Tomorrow is my birthday and lately I have been longing for some retreat time.  I was wise enough to block off the next few days to rest in some stillness at home while my dear husband is away.  This time of retreat is partly in preparation for a much larger pilgrimage I will be taking in just a couple of weeks and partly because I find birthdays invite reflection as I celebrate the anniversary of my own birth and sit in vigil waiting for what needs to be revealed for this next phase of my journey.

This past week I wrote about the need to be willing to walk into our despair rather than resist it and the practice of radical hospitality as one way to welcome in the strangers at our interior doors.  There is another metaphor that I find helpful in this journey — the image of learning a new landscape. When we have enough courage to see sorrow or grief through the peephole and we welcome them in as treasured guests the way Rumi invites us to, there is an energy of resting in our interior dwelling space together.  But there is also the energy of being invited onto a pilgrimage through unfamiliar territory.  Much of our spiritual journeys hold these seemingly paradoxical movements — creating space within us to dwell and rest and be present to the strangers and shadows we would rather not welcome in — as well as the invitation to leave the place of our security, to go beyond the door of our own safe homes and be led on a pilgrimage by these strangers and shadows and being shown an entirely new landscape.

When I sit with people in spiritual direction I usually offer both of these metaphors at different moments, depending on what seems to be called for.  In some ways the initial movement is the ability and willingness to welcome in the whole host of feelings and experiences that we want to resist into our interior house, into a place of safety.  We make tea for our anger, serve a meal to our despair, build a fire for our sense of betrayal, so that we can create room enough within us to learn from these guests.

But while we sit over tea and scones with the fire roaring, this guest begins to take us on a journey.  It is an interior journey of exploring a certain kind of landscape.  In our deepest grief, when we let the sorrow in, can we then let sadness take us by the hand and walk us through the textures of that landscape?  Are we willing to become familiar with the rock formations there, with the vegetation, the colors (or lack thereof) that spread out before us?  Can we linger in those places that may not be beautiful, but offer us wisdom about what it means to be human?

_ _ _ _

Aim of the task: Continue the reflection on welcoming grief and walking through an inner landscape, starting after its last sentence.

_ _ _ _

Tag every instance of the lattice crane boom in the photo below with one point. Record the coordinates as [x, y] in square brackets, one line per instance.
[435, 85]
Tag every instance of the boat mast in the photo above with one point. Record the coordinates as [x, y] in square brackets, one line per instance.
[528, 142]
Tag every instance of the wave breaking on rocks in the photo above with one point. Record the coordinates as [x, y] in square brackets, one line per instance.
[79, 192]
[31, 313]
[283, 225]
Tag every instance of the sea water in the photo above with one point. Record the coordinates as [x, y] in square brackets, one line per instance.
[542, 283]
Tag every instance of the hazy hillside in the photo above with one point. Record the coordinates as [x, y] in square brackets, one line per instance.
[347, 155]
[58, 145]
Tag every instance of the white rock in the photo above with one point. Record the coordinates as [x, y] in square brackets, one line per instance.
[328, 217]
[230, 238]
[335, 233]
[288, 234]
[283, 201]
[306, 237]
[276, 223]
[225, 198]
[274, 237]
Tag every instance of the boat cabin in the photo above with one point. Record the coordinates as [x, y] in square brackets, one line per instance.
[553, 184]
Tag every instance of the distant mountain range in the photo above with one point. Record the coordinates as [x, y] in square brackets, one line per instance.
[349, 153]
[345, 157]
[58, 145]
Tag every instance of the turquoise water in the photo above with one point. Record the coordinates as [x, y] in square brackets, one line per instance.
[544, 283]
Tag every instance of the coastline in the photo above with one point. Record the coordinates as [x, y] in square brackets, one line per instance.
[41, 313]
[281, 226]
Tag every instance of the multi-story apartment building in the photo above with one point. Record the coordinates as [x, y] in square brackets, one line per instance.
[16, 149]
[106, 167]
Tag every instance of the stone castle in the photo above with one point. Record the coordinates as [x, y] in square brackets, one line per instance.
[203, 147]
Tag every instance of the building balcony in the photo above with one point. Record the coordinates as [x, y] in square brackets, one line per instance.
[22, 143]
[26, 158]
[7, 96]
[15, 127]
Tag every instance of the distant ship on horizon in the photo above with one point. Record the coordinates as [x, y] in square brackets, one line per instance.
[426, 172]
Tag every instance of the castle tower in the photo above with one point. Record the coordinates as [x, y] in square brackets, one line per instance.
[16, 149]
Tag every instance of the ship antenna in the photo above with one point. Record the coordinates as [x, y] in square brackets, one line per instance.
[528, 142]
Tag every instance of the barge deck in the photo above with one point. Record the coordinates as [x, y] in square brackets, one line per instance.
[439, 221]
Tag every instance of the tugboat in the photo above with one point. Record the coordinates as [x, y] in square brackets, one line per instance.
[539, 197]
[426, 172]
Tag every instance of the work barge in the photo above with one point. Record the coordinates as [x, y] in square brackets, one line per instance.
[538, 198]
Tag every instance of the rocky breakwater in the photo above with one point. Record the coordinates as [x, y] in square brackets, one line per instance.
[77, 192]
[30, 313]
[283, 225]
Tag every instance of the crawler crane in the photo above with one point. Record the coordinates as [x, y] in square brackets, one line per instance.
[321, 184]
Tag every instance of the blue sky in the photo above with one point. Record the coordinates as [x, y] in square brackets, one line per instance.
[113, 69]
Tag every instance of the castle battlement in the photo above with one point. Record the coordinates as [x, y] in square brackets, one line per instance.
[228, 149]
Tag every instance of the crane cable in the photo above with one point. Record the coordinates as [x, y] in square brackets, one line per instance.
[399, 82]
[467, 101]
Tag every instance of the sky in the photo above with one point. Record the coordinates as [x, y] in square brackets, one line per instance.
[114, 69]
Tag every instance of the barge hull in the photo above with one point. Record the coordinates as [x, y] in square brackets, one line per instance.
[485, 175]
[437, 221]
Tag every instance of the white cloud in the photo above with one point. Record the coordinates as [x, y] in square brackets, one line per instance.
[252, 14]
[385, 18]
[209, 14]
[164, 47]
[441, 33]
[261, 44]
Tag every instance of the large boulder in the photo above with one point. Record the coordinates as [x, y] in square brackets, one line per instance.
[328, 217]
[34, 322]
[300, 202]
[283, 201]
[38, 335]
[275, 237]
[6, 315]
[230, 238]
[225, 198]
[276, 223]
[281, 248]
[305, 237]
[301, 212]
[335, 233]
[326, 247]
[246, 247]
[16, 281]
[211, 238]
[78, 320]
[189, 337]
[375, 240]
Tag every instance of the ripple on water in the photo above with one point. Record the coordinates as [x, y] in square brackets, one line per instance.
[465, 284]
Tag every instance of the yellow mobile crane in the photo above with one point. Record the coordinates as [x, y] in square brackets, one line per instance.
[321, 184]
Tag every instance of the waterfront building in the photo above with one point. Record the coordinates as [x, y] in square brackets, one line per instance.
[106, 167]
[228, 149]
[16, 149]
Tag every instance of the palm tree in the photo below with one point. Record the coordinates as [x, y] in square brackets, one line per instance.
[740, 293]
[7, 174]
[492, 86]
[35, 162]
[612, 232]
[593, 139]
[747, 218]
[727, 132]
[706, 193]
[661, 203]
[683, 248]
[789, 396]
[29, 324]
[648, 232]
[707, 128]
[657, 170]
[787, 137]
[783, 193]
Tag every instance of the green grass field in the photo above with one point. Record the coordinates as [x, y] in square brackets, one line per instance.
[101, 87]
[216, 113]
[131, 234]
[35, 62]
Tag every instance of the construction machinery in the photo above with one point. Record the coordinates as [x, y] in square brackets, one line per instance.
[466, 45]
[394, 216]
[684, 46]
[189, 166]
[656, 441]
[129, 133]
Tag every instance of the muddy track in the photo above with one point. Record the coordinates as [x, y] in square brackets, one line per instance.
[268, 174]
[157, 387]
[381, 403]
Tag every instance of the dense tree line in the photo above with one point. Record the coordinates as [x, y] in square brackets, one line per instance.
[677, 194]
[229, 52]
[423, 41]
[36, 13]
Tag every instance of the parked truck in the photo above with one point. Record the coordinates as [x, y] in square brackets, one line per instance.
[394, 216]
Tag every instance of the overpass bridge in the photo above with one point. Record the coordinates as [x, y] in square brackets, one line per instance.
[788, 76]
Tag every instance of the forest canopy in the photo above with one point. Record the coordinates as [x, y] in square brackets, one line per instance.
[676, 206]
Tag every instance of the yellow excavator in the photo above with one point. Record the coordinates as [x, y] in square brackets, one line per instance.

_ _ _ _

Result of this task:
Years ago, a wise and wonderful spiritual director sat with me as I shared a story of a betrayal I had experienced, one that had no neat resolutions to be found.  She invited me to get familiar with that experience of betrayal, to welcome it into myself with the fullness of the human experience if for no other reason than to know that one day when I found myself sitting with another person going through a similar experience I could invite them to embrace the experience rather than resist it with the knowledge that I had been there too.  True, my experience of the landscape of this emotional territory might be slightly different, but there was great value and compassion in simply being present to the pain in part as a gift to a future unknown other.  A gift I find myself called upon to offer again and again.

In just a few weeks I leave for another external pilgrimage connected to my family systems work.  I will be traveling to the places of my father and his ancestors, some of which I have journeyed through before as a child and some will be my first experience.  It has taken time to get all of the preparations in place, to plan the itinerary, to make the necessary reservations, to contact the family members and old friends I want to connect with, to find someone to care for our home and beloved dog while we are away.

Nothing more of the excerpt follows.